» **Aim**:
Rewrite the lines below so that every "noun phrase" becomes "search phrase", leaving everything else untouched.

______________________________

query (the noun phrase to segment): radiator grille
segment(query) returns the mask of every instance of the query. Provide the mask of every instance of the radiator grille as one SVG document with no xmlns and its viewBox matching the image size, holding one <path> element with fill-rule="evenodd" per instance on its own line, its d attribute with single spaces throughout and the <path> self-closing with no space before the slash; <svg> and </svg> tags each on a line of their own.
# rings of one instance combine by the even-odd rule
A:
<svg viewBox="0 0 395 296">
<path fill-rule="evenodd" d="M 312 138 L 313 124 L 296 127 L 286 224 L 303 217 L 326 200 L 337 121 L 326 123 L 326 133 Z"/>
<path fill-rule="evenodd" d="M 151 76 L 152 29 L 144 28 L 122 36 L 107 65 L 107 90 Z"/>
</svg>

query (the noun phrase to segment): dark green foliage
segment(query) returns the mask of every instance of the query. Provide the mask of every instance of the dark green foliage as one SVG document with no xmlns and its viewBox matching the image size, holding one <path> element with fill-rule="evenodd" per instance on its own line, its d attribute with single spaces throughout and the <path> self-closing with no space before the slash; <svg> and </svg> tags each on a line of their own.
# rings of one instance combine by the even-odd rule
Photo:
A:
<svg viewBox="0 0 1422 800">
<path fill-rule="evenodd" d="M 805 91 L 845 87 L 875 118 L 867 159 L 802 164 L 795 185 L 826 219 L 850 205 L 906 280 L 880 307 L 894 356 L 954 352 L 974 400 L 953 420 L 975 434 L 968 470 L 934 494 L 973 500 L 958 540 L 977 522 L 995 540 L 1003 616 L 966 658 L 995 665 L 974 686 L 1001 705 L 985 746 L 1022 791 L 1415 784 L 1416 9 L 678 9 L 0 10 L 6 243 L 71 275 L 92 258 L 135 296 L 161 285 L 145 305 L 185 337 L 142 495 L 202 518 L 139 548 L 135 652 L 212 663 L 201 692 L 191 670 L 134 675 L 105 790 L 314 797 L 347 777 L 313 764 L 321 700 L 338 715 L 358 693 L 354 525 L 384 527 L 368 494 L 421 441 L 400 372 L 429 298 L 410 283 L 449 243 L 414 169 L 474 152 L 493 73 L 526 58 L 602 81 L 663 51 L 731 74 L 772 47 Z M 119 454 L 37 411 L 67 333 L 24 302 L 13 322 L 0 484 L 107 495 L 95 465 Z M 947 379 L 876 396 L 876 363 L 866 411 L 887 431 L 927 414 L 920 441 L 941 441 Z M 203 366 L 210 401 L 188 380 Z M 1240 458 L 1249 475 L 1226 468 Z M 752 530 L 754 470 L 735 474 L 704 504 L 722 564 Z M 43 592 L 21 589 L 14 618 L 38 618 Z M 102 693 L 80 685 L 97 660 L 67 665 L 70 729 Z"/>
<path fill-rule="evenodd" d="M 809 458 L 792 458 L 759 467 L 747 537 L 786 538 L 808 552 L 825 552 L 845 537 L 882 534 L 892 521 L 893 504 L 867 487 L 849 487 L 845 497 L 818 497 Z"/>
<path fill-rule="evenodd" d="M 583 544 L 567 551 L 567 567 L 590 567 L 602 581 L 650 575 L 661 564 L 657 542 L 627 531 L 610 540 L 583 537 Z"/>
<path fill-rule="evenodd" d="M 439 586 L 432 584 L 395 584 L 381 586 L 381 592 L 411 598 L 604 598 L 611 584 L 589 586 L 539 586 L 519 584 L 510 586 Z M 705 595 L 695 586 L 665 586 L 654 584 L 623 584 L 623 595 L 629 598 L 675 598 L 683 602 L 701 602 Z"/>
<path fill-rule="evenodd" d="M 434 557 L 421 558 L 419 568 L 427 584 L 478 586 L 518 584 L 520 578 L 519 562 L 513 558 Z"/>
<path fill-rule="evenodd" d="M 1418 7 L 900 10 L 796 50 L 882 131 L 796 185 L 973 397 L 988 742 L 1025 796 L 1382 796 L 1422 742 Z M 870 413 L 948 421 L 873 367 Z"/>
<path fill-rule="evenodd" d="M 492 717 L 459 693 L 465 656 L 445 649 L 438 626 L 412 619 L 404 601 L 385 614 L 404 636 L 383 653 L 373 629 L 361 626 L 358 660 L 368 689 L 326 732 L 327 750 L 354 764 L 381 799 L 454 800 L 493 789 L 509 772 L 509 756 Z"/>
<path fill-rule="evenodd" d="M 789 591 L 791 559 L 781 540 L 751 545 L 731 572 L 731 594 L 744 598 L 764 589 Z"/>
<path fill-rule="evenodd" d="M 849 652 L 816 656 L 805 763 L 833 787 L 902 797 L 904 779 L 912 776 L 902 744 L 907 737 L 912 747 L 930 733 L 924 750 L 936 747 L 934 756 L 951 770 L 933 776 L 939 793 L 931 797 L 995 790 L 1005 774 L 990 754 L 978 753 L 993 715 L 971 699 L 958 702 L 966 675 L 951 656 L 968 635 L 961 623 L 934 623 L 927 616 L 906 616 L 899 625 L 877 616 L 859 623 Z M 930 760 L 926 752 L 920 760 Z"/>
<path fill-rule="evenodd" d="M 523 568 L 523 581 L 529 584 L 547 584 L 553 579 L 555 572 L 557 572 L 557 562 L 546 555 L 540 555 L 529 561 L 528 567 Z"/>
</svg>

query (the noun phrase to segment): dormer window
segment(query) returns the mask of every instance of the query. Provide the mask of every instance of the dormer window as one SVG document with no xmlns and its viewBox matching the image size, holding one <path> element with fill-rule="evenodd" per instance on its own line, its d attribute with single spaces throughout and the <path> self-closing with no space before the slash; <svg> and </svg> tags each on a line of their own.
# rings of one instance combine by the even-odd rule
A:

______________________________

» **Task answer**:
query (the search phrase to segment): radiator grille
segment(query) returns the mask of every instance of the query. Provide the mask of every instance of the radiator grille as one SVG document with no xmlns and its viewBox matching the image size, holding one <path> element with fill-rule="evenodd" per instance on its own line, its d attribute with single spaces throughout and the <path> self-closing with no space before the slash; <svg> and </svg> tags each on a line of their own.
# rings of one instance combine by the even-odd rule
A:
<svg viewBox="0 0 395 296">
<path fill-rule="evenodd" d="M 312 138 L 313 124 L 296 127 L 286 224 L 303 217 L 326 200 L 337 121 L 326 123 L 326 133 Z"/>
<path fill-rule="evenodd" d="M 151 76 L 152 29 L 144 28 L 122 36 L 107 65 L 107 90 Z"/>
</svg>

query (the search phrase to segment): dark green foliage
segment(query) returns the mask of every instance of the query. Provide the mask of every instance of the dark green foliage as one SVG document with no xmlns and its viewBox matching the image size, holding one <path> element with fill-rule="evenodd" per instance on its own line, its d attribute with single spaces throughout and the <path> self-closing with no space before the slash; <svg> and </svg> tags each on a line of their own.
# rings of one instance combine by the even-odd rule
Photo:
A:
<svg viewBox="0 0 1422 800">
<path fill-rule="evenodd" d="M 805 91 L 845 87 L 875 118 L 867 159 L 802 164 L 795 185 L 826 219 L 850 205 L 906 280 L 880 307 L 894 356 L 954 352 L 974 400 L 953 420 L 975 434 L 968 470 L 934 494 L 973 500 L 958 540 L 977 522 L 995 540 L 1003 616 L 966 658 L 995 665 L 974 686 L 1001 705 L 985 746 L 1022 791 L 1415 784 L 1416 9 L 678 9 L 0 10 L 6 243 L 71 275 L 92 258 L 135 296 L 161 285 L 145 305 L 185 337 L 142 495 L 202 518 L 139 548 L 135 652 L 212 663 L 201 692 L 191 670 L 134 675 L 105 790 L 314 797 L 347 777 L 313 764 L 321 700 L 338 715 L 358 693 L 354 525 L 384 527 L 368 494 L 421 441 L 400 372 L 429 298 L 410 283 L 449 243 L 414 169 L 474 152 L 493 73 L 526 58 L 602 81 L 663 51 L 731 74 L 772 47 Z M 119 454 L 37 411 L 67 333 L 24 302 L 13 322 L 0 484 L 107 495 L 95 465 Z M 947 379 L 876 396 L 876 363 L 866 411 L 887 431 L 927 414 L 920 441 L 941 441 Z M 203 366 L 210 401 L 188 380 Z M 1240 458 L 1249 475 L 1226 468 Z M 752 530 L 754 470 L 735 474 L 704 504 L 722 564 Z M 43 592 L 21 589 L 14 618 L 38 618 Z M 102 693 L 80 685 L 97 660 L 67 665 L 70 729 Z"/>
<path fill-rule="evenodd" d="M 809 458 L 792 458 L 759 467 L 747 537 L 786 538 L 808 552 L 825 552 L 845 537 L 882 534 L 892 521 L 893 504 L 867 487 L 849 487 L 845 497 L 818 497 Z"/>
<path fill-rule="evenodd" d="M 583 544 L 567 551 L 567 567 L 590 567 L 602 581 L 650 575 L 661 564 L 657 542 L 627 531 L 610 540 L 583 537 Z"/>
<path fill-rule="evenodd" d="M 439 586 L 432 584 L 395 584 L 381 586 L 381 592 L 411 598 L 604 598 L 611 584 L 589 586 L 539 586 L 519 584 L 510 586 Z M 705 595 L 695 586 L 665 586 L 654 584 L 623 584 L 623 595 L 629 598 L 675 598 L 683 602 L 701 602 Z"/>
<path fill-rule="evenodd" d="M 434 557 L 421 558 L 419 568 L 427 584 L 478 586 L 518 584 L 520 578 L 519 562 L 513 558 Z"/>
<path fill-rule="evenodd" d="M 1418 7 L 900 10 L 796 50 L 882 131 L 796 185 L 973 397 L 988 742 L 1025 796 L 1382 796 L 1422 742 Z M 870 413 L 948 421 L 873 367 Z"/>
<path fill-rule="evenodd" d="M 492 717 L 459 693 L 465 656 L 445 649 L 438 626 L 412 619 L 404 601 L 385 614 L 404 636 L 383 653 L 373 629 L 361 626 L 358 660 L 368 689 L 326 732 L 327 750 L 354 764 L 381 799 L 454 800 L 493 789 L 509 772 L 509 756 Z"/>
<path fill-rule="evenodd" d="M 789 591 L 791 559 L 781 540 L 751 545 L 731 572 L 731 594 L 744 598 L 764 589 Z"/>
<path fill-rule="evenodd" d="M 849 652 L 816 656 L 805 763 L 833 787 L 902 797 L 904 779 L 912 776 L 902 744 L 907 737 L 912 747 L 930 733 L 924 750 L 936 747 L 934 756 L 951 770 L 933 776 L 939 793 L 931 797 L 995 790 L 1005 774 L 990 754 L 978 753 L 993 715 L 971 699 L 958 702 L 966 675 L 951 656 L 968 635 L 961 623 L 934 623 L 927 616 L 906 616 L 899 625 L 877 616 L 859 623 Z M 930 760 L 926 752 L 920 760 Z"/>
<path fill-rule="evenodd" d="M 523 568 L 523 581 L 529 584 L 547 584 L 553 579 L 555 572 L 557 572 L 557 562 L 546 555 L 540 555 L 529 561 L 528 567 Z"/>
</svg>

query (the search phrase to segment): dormer window
segment(query) returns the mask of every instance of the query. Provide the mask of every instance of the dormer window as one SVG document with no xmlns and its viewBox matching the image size, holding one <path> element with fill-rule="evenodd" per instance on its own line, its d attribute with single spaces throughout and the <path> self-closing with no space before the slash; <svg> and </svg> tags each on a line of their own.
# rings of one instance combine by the even-odd rule
A:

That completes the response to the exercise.